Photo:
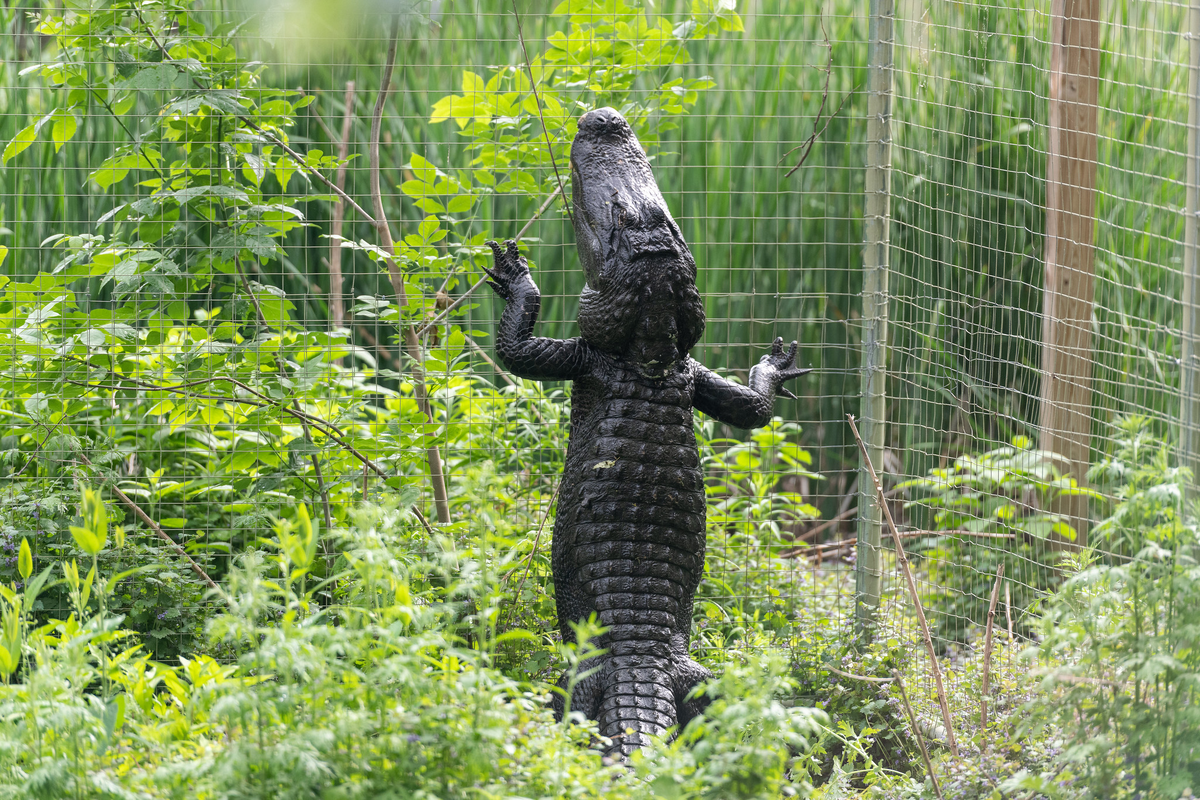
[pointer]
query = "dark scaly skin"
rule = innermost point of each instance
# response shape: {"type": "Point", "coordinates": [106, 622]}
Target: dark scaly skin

Directions: Reproduce the lines of the records with every "scaly" swapped for "rough" and everything else left unchanged, and leave out the pictures.

Worked answer:
Photo:
[pointer]
query = "dark rough skin"
rule = innermost point of each instance
# response shape: {"type": "Point", "coordinates": [106, 622]}
Target: dark rough skin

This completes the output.